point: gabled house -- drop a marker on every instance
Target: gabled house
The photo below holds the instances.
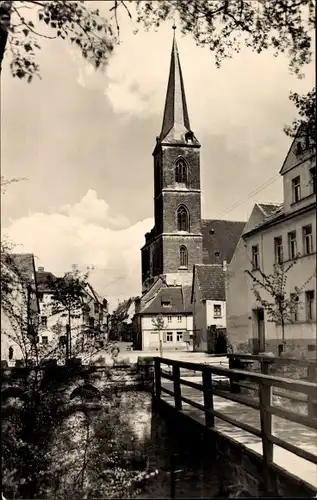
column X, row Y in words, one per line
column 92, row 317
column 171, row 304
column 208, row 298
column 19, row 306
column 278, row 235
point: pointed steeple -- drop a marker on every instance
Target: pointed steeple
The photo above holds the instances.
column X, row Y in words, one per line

================

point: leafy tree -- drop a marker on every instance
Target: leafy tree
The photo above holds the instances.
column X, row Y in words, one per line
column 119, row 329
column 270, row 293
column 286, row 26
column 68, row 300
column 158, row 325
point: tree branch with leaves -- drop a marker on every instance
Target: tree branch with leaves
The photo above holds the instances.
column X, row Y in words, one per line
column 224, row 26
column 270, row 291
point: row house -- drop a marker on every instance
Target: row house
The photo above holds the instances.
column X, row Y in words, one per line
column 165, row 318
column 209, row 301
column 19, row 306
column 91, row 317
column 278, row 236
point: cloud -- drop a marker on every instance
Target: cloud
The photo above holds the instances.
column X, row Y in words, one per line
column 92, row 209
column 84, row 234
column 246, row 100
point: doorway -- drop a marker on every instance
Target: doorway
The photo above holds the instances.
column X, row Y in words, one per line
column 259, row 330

================

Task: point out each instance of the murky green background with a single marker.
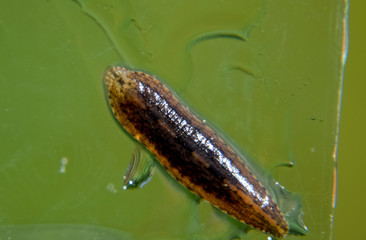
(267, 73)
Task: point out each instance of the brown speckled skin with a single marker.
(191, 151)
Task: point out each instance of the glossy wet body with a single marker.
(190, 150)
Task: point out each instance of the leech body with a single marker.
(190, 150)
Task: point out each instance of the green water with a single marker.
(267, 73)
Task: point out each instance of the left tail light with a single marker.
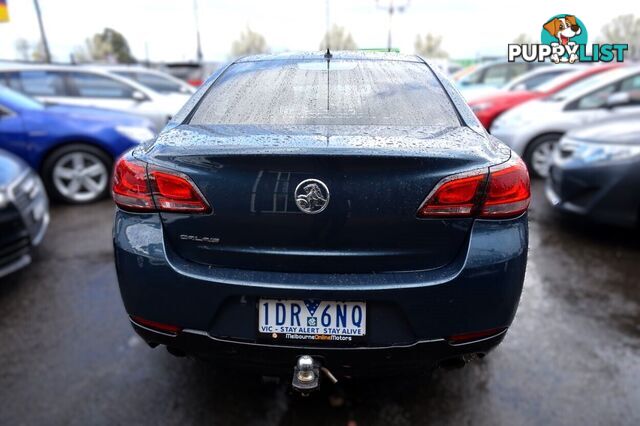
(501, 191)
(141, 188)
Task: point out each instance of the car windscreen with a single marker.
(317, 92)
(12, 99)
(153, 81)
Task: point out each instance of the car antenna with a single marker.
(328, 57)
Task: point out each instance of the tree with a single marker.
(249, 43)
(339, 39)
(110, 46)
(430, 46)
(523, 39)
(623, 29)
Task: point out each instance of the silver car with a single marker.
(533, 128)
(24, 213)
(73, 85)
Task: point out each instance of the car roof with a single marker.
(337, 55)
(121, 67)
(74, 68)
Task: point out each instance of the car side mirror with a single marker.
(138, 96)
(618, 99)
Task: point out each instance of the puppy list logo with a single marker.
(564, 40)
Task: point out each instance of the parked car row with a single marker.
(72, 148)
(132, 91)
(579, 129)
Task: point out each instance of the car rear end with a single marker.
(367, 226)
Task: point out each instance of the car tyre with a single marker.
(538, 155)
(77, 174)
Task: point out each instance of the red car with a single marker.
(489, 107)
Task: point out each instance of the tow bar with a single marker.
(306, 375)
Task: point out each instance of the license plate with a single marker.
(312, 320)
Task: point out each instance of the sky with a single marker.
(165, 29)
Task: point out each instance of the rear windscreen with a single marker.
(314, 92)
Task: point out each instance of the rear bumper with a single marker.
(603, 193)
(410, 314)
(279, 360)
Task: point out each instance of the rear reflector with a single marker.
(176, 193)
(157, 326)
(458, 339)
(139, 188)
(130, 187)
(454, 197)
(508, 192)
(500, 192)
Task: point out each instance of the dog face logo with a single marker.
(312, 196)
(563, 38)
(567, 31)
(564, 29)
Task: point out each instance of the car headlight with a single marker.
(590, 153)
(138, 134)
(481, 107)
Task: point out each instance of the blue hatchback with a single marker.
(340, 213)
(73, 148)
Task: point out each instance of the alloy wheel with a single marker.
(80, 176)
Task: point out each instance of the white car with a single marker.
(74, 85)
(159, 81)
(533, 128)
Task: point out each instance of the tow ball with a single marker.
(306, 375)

================

■ WRITTEN REQUEST
Please show each line of the entries above that contains the word "doorway", treating uppercase and lowercase letters as different.

■ SOLUTION FOR THIS PROBLEM
point: doorway -- drop a marker on every instance
Target: doorway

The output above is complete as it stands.